--- START SUPPLIED DATA ---

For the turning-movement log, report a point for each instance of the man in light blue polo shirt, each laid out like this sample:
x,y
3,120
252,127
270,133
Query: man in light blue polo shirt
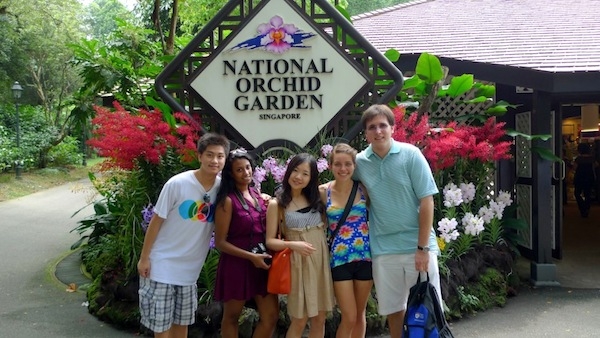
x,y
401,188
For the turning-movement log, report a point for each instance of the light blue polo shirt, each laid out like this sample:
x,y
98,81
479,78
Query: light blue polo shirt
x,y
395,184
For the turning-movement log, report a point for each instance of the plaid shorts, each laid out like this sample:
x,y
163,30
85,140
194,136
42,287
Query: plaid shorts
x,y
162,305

--- END SUPPLIED DATA ---
--- START SUPPLIED DATA ---

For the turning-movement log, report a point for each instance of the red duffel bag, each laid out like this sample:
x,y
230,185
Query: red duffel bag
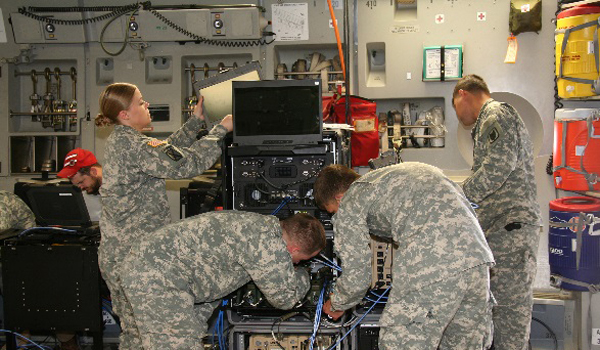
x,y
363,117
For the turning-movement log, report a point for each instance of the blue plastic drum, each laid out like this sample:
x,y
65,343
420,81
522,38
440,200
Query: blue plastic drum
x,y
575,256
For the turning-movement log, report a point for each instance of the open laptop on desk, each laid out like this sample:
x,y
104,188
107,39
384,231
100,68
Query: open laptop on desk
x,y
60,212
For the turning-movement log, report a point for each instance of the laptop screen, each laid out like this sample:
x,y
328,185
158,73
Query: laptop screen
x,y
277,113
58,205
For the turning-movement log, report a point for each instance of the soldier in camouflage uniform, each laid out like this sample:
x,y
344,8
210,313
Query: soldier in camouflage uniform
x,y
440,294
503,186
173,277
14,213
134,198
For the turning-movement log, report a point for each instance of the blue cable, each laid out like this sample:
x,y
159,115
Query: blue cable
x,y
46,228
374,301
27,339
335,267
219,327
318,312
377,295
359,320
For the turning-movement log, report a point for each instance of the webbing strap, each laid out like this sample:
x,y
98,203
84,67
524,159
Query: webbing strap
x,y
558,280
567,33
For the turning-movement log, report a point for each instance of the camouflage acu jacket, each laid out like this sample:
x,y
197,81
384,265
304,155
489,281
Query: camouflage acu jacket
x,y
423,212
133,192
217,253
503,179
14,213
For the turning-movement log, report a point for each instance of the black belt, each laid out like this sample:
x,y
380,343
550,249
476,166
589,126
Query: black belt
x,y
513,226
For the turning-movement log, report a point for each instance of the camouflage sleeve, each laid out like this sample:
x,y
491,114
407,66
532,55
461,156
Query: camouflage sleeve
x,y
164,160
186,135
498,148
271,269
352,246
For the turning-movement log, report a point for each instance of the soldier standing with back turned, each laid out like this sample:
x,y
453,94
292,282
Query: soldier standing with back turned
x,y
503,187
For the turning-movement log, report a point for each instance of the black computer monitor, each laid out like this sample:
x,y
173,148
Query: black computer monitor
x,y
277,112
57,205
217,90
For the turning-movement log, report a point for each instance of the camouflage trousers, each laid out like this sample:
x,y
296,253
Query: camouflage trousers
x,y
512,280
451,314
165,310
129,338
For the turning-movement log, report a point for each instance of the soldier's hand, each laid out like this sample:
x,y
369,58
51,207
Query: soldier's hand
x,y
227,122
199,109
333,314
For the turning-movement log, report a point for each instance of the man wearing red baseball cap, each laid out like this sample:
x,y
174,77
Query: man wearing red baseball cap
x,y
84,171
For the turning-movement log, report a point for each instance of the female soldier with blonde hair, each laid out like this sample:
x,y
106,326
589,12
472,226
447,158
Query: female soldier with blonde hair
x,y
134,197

--- END SUPPLIED DATA ---

• WHAT TO WORK ON
Pick out every line of the items above that contains the word "duffel", and copy each such line. Case counts.

• SOLUTION BELOW
For the turning-movement log, report a point for each instance of the red duffel bag, each laid out like this sample:
Query: red duffel bag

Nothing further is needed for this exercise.